[Start Task data]
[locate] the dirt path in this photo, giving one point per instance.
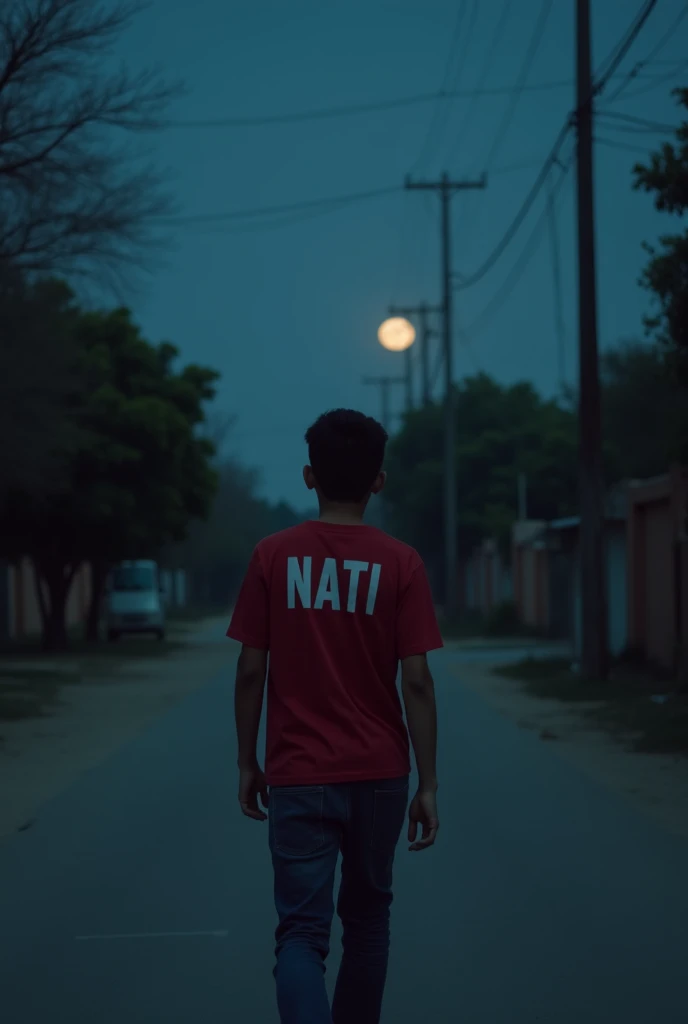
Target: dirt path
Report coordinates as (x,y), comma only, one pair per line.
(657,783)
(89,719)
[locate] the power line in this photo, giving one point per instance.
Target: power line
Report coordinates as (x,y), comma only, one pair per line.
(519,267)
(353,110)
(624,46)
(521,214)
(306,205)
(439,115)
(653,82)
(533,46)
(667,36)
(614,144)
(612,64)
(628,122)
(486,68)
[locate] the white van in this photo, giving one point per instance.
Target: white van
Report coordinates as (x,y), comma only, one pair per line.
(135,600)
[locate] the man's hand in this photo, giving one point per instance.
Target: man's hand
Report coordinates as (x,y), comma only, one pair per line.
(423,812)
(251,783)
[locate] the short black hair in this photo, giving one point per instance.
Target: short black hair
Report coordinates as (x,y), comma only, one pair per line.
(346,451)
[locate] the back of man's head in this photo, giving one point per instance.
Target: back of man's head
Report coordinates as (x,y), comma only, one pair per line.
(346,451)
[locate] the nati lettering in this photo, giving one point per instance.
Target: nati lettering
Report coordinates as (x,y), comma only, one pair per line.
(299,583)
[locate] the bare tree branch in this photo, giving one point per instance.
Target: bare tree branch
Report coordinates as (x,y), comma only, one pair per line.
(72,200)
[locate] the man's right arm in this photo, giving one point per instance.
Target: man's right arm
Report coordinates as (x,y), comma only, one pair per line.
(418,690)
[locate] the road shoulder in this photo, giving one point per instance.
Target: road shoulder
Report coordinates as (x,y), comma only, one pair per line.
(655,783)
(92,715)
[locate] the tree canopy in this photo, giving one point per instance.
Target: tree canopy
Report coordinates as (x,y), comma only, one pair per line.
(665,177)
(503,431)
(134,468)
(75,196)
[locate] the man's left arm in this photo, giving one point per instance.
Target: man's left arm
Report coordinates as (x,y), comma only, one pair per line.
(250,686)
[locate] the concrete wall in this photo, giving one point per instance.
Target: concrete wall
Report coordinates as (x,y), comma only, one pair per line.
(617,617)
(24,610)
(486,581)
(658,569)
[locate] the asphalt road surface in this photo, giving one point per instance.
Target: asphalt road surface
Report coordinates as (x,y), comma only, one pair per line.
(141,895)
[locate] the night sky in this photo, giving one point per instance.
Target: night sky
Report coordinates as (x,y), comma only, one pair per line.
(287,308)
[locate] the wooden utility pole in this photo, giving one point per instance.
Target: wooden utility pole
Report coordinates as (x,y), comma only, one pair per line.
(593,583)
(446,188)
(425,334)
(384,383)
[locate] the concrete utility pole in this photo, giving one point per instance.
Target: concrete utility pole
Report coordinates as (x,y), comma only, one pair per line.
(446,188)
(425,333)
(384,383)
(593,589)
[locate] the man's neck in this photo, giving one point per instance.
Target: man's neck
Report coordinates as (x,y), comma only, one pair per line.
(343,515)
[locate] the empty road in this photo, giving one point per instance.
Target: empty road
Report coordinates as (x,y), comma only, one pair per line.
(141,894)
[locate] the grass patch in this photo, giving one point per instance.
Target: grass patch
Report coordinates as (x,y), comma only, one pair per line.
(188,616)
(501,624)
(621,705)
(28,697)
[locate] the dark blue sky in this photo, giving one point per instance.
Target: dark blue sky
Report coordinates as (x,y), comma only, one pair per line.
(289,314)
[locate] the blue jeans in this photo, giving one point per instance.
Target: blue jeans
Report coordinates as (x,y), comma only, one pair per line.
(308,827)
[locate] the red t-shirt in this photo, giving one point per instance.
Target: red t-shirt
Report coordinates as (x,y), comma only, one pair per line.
[End Task data]
_What is asked_
Pictures appear in the records above. Output everything except them, exactly.

_The completed task_
[locate] the dirt path in this photo, giving one point per instance.
Target: dirt path
Report coordinates as (x,y), comma only, one pair per line.
(657,783)
(89,719)
[locate] the power line in this photo, giving one point per instance.
Target: power line
Report coordinates as (x,y), comma only, one pair per line.
(519,267)
(353,110)
(624,46)
(521,214)
(306,205)
(439,115)
(653,82)
(533,46)
(667,36)
(614,144)
(612,64)
(628,122)
(486,68)
[locate] the white van in this photo, giving one point per instance.
Target: white van
Report coordinates as (x,y), comma only, one pair per line.
(135,600)
[locate] the man's hand in this photo, giving one point per instance.
Target: man's hand
Report coordinates as (x,y), comma only, one pair per line.
(423,812)
(251,783)
[locate] the short black hair in this photo, giving one point per instance.
Target: short black hair
Report coordinates as (x,y), comma only, one pair per line.
(346,451)
[locate] the back of man's head in this photo, giving one point per instance.
Target: back of man's head
Report coordinates as (x,y), comma only, one pair per line.
(346,451)
[locate] the nati lettering in this photo, giving one point per instance.
Target: nati lettering
Report coordinates as (x,y), comma only, one pair per line.
(299,583)
[locate] the bare tree branch in this photo, giving one point per instance.
Target: bare tree branch
Report coordinates as (x,y), comma only, one pair per line.
(72,200)
[locate] the man's right arm in this photo, giving one point per instance.
Target: man's right arm
Report coordinates as (x,y), comma only, one pair per line.
(418,690)
[locate] the road shoulder in this photo, giving one point per instance.
Target: road shoulder
Report coordinates as (x,y), comma only, one pair per line.
(655,783)
(92,715)
[locate] the tree canopy in this photo, giving one point per instance.
Target: tree canopy
Report coordinates as (x,y), comma only, one pair per line.
(665,177)
(503,431)
(134,468)
(75,196)
[locate] the man's left arm in this photo, giving one point per instance.
Target: man's left arm
Report coordinates as (x,y), comma only, one pair per line.
(250,686)
[locate] the concrete wall in this photo, giving one point per instance.
Target: concrete wall
Report coordinates as (x,y), comma only, one pair per line.
(617,617)
(24,610)
(486,581)
(658,569)
[locate] the asphalt road surface in this photo, giving one point per instance.
Target: asphalt road surface
Report coordinates as (x,y), comma only, one pair per line.
(141,895)
[locate] the night sky in this photo, giving one point per instance.
Target: night sky
Report coordinates as (x,y), comma only, one pair per line.
(287,308)
[locate] the wooden utility pole in this photo, giving one point per instance.
Target: wooden utility pole
Report coordinates as (x,y), comma only, one pair per line.
(593,583)
(446,188)
(425,334)
(384,383)
[locate] the concrete utility pole in this photo, giving one point per instance.
Target: concrete utility pole
Report coordinates as (x,y), comma only, one pair per line.
(446,188)
(425,333)
(384,383)
(593,589)
[locate] the man's neck in this photo, giving one point per instance.
Target: man's neck
Report coordinates as (x,y), comma only, one pair per line.
(343,515)
[locate] the empty road in this photo, giving one point per instance.
Target: empty road
Report coordinates as (x,y), comma only, one pair per line.
(141,894)
[locate] the grass patch in this photo, giving one point per instance.
Target: grass patch
Report coordinates as (x,y), comma only, one pair per line.
(188,616)
(501,624)
(621,705)
(28,697)
[locate] the dark blue sky in this photo, giving one point per instance.
Target: dark blue sky
Report coordinates as (x,y), comma only, one pair per line.
(289,314)
[locate] the blue jeans in this photo, giving one point per instance.
Target: blue jeans
Report coordinates as (x,y), comma only, one pair per line.
(308,827)
[locate] the red t-shirt in this photo, giving one point per instance.
Target: red t-shirt
Report coordinates as (x,y), comma only, one pair per line.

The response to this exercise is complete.